Hell, where to begin...
I could try to think of clever song lyrics or some other cliche that might fit the bill, but this is my journey, and I don't think even Sinatra has the words in his catalog.
I've seen a lot, and I have missed a lot. I've learned a lot about myself and others, and realize that the more I learn, the less I know. The more people I meet, the more I love my dog. And the more places I go, I wish I could show those things to my kids.
Ah, but they are not really my kids.
Funny, that topic, and how it was not supposed to be a chapter in my life. Ever. And yet it was. Maybe still is. I'd like to think that it still is, if only in memory.
Two little people who met me when they were 7 and 9 and their world was getting turned upside down. I had no idea what I was getting into, and neither did they, but what an impact they had on me, and hopefully I am not leaving them with a staggering therapy bill in their future.
They taught me how to look at the world differently, and they made me see the impact that love has, when all else is going to hell. I may have taught them how to behave at a 5-star restaurant, but that's nothing compared to what they taught me. From these two little people, I learned that love is really all that matters. They showed me how to go out into the world on days when it was the last thing I felt like doing. They taught me what it feels like to want to protect someone at all costs, because man, if anyone crossed them, I would have killed them.

### Recorded data:
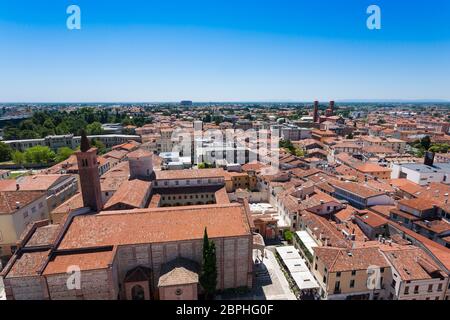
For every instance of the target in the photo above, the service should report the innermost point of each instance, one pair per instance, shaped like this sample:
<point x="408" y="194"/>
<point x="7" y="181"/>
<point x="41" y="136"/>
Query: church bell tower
<point x="89" y="176"/>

### Tasks and exercises:
1 > In the reflection about the two children, how old were they when they met the writer?
2 > Retype the part of the reflection about the two children starting with "I've seen a" and going on through "to my kids.".

### Expected outputs:
1 > They were 7 and 9.

2 >
I've seen a lot, and I have missed a lot. I've learned a lot about myself and others, and realize that the more I learn, the less I know. The more people I meet, the more I love my dog. And the more places I go, I wish I could show those things to my kids.